*Work to be completed*
All lines in the listing below from the one containing "Target: white plastic tent sheeting" through the last should be written out exactly, and only those.

%%

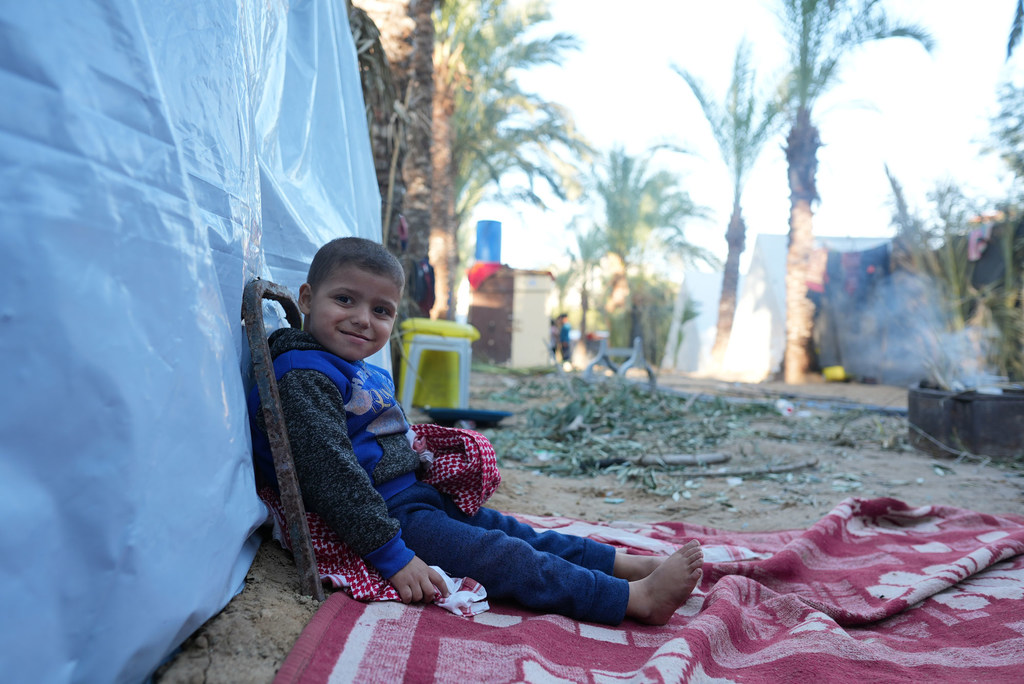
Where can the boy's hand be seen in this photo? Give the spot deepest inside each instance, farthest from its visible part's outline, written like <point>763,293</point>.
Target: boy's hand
<point>418,582</point>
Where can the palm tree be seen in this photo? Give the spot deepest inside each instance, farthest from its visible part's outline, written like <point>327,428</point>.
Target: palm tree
<point>394,43</point>
<point>740,124</point>
<point>643,211</point>
<point>487,130</point>
<point>820,34</point>
<point>586,257</point>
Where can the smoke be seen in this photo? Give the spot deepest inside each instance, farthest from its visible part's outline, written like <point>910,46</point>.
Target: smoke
<point>900,335</point>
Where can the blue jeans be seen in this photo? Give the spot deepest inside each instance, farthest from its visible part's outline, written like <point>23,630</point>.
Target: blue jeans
<point>546,571</point>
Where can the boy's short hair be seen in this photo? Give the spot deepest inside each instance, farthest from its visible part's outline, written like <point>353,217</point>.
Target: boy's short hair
<point>357,252</point>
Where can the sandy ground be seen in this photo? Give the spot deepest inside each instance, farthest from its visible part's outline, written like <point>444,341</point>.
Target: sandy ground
<point>867,456</point>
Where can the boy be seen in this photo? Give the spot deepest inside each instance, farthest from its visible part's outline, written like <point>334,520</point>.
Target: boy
<point>356,469</point>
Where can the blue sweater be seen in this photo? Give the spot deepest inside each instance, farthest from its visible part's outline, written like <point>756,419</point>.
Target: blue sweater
<point>347,435</point>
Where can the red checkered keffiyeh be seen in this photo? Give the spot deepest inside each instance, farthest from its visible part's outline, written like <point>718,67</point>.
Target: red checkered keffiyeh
<point>464,468</point>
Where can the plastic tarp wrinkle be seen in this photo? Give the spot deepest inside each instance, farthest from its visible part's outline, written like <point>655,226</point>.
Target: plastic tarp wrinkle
<point>152,162</point>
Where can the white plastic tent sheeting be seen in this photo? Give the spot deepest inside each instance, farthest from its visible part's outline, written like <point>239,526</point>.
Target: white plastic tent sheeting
<point>690,343</point>
<point>153,159</point>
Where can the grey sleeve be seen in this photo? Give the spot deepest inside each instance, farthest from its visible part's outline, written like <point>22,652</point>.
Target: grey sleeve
<point>333,482</point>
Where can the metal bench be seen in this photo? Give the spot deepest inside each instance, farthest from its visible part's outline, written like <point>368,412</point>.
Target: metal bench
<point>634,359</point>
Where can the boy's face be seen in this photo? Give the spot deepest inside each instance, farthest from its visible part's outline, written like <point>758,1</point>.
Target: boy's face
<point>351,312</point>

%%

*Answer below*
Target: white plastic tent sheeting
<point>690,343</point>
<point>153,159</point>
Where can the grey sleeve be seen in this photo? Give the spot deepest inside each instance, farthest from its visible part's outline, written like <point>22,652</point>.
Target: grey sleeve
<point>333,482</point>
Where can the metal bench be seen in this photo? Give the spot deepest inside each instance, farthest from its visible part's outline, written like <point>368,412</point>.
Target: metal bench
<point>634,359</point>
Where can the boy's face be seen in this photo? Give the spot deepest inside each instance, farthest from its visible part's outline, written like <point>758,1</point>.
Target: boy's face
<point>351,312</point>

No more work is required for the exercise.